GIVEN ENTRIES
————————

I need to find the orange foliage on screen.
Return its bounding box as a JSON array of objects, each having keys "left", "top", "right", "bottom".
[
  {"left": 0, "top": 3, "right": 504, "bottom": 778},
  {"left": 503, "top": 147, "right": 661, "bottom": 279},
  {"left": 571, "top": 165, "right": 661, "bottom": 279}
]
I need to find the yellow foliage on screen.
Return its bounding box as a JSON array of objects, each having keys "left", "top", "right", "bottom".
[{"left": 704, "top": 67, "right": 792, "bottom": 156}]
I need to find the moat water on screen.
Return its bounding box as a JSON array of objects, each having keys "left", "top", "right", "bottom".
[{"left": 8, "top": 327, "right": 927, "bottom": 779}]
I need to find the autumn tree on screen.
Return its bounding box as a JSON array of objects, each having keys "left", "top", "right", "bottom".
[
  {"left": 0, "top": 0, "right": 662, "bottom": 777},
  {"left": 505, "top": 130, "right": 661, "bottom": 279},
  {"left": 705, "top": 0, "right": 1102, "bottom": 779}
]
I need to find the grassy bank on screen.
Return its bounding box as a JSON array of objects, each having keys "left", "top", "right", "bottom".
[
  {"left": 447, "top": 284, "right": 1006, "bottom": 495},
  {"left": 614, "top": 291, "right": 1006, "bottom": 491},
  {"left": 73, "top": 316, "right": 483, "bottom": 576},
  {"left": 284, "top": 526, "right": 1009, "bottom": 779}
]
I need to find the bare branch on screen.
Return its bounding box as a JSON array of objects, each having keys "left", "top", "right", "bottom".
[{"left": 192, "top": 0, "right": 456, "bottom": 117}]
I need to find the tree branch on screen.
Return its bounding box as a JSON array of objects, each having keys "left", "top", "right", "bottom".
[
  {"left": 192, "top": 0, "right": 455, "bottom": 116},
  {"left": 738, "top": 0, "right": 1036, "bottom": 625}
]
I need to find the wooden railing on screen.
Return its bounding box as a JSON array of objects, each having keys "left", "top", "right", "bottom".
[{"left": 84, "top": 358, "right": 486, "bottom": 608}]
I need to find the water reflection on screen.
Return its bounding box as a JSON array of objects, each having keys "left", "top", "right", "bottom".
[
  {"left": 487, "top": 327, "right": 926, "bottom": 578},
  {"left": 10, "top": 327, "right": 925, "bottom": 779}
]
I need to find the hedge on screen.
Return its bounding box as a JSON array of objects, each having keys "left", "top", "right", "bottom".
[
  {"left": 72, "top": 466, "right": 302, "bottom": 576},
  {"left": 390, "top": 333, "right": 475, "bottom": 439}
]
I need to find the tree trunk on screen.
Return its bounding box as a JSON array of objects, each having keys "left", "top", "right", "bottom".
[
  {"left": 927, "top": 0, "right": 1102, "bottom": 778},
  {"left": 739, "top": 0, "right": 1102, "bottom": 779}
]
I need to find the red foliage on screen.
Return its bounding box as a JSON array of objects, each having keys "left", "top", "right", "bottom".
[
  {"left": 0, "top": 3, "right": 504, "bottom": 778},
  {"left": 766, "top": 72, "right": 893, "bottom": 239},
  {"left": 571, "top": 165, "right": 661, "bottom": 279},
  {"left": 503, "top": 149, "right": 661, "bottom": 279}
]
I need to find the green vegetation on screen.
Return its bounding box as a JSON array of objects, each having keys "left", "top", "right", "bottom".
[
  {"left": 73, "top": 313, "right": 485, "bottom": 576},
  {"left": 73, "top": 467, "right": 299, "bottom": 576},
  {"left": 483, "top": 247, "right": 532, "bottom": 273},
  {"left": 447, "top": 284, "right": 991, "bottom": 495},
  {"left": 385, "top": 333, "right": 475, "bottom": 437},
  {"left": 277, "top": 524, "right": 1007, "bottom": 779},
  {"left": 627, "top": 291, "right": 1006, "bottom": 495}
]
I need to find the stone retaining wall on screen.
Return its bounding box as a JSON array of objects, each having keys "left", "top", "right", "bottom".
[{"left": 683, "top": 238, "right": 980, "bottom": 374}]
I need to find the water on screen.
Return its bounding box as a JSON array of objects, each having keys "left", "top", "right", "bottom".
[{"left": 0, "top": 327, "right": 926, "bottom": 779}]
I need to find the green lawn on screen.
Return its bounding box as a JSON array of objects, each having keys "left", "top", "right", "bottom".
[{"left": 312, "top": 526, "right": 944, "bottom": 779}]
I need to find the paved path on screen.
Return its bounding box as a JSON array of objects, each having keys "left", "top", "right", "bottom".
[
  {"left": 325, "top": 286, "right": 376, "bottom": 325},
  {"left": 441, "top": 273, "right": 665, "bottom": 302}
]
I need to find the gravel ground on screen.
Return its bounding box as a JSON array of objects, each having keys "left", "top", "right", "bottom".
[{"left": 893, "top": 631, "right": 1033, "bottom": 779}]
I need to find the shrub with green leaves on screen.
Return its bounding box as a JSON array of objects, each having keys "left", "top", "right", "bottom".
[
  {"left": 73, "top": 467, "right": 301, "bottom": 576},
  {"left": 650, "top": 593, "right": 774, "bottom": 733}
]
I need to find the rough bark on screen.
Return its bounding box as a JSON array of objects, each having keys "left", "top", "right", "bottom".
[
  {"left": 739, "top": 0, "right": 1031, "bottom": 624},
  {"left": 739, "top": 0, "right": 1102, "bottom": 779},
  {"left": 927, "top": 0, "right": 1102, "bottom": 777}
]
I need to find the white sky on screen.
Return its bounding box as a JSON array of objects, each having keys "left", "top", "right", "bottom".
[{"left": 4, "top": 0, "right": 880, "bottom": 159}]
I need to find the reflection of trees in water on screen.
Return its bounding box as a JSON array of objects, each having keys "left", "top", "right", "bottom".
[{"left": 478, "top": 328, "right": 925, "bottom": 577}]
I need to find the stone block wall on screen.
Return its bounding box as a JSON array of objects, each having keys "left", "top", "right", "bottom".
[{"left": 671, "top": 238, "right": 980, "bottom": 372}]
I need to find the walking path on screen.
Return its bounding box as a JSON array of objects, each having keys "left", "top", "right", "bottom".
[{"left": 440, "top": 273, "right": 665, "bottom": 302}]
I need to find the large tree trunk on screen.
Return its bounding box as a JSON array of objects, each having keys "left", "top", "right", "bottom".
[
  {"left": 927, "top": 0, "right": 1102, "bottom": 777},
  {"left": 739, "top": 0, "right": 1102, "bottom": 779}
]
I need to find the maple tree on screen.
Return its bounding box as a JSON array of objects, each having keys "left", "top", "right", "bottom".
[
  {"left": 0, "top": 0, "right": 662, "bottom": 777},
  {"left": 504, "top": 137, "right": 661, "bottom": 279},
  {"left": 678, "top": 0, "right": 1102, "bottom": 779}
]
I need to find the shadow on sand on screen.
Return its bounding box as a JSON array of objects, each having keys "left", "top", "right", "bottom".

————————

TO DO
Pull out each line of the items above that contains the word "green" and copy those lines unchanged.

RESPONSE
I need to find the green vegetation on screen.
I need to find the green lawn on screen.
I need to find the shrub with green leaves on screen.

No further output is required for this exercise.